#### ASSIGNED TASK:
Let your answer be the line containing "Target: village building" and every line below it to the end of the records, copied exactly.

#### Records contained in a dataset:
*****

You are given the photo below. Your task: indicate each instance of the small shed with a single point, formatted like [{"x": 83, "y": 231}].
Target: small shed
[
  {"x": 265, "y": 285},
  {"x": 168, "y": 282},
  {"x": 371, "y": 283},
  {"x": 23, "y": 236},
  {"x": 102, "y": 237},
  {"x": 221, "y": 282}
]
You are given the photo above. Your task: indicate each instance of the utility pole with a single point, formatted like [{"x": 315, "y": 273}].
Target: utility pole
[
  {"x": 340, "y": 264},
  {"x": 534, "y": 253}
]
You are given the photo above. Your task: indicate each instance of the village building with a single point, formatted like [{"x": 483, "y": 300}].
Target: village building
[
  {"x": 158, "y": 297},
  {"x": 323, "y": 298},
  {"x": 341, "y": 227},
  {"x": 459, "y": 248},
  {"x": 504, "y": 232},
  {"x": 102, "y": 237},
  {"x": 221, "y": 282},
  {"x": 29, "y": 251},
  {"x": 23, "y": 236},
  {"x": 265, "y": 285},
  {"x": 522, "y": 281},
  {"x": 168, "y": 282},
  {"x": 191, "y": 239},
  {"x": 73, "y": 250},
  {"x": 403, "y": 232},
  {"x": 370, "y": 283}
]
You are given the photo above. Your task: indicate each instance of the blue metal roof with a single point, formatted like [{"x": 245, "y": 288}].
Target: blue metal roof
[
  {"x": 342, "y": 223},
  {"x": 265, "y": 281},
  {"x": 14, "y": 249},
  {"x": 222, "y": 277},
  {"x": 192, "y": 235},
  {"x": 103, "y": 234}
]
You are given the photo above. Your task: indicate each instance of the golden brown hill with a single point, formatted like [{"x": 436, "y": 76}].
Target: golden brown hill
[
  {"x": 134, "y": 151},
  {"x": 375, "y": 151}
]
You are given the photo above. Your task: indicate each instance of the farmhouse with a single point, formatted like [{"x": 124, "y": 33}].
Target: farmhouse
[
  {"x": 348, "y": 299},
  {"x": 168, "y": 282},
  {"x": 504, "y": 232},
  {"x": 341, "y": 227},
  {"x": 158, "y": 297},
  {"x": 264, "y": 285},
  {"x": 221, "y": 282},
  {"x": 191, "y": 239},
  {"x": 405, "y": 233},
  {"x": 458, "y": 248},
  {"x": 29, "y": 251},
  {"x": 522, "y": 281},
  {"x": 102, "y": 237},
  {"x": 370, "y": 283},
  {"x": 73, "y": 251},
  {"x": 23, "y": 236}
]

*****

#### RESPONSE BELOW:
Target: village building
[
  {"x": 158, "y": 297},
  {"x": 323, "y": 298},
  {"x": 341, "y": 227},
  {"x": 459, "y": 248},
  {"x": 504, "y": 232},
  {"x": 102, "y": 237},
  {"x": 221, "y": 282},
  {"x": 29, "y": 251},
  {"x": 23, "y": 236},
  {"x": 265, "y": 285},
  {"x": 522, "y": 281},
  {"x": 168, "y": 282},
  {"x": 191, "y": 239},
  {"x": 73, "y": 250},
  {"x": 403, "y": 232},
  {"x": 370, "y": 283}
]
You are given the photo above. Your task: indicate each instance of the blue metal roof with a single point, formatted like [{"x": 245, "y": 288}].
Target: blue metal roof
[
  {"x": 342, "y": 223},
  {"x": 265, "y": 281},
  {"x": 14, "y": 249},
  {"x": 222, "y": 277},
  {"x": 192, "y": 235},
  {"x": 103, "y": 234}
]
You are given the photo above. Your task: indicate each instance of the golden brown hill with a single point, formatted like [{"x": 436, "y": 76}].
Target: golden brown hill
[
  {"x": 134, "y": 151},
  {"x": 375, "y": 151}
]
You are given the photo above. Your task: indicate each instance of the farmhouse with a single point, formatted like [{"x": 124, "y": 33}].
Target: farmhouse
[
  {"x": 348, "y": 299},
  {"x": 168, "y": 282},
  {"x": 504, "y": 232},
  {"x": 341, "y": 227},
  {"x": 158, "y": 297},
  {"x": 264, "y": 285},
  {"x": 221, "y": 282},
  {"x": 191, "y": 239},
  {"x": 405, "y": 233},
  {"x": 458, "y": 248},
  {"x": 29, "y": 251},
  {"x": 522, "y": 281},
  {"x": 102, "y": 237},
  {"x": 370, "y": 283},
  {"x": 73, "y": 251},
  {"x": 23, "y": 236}
]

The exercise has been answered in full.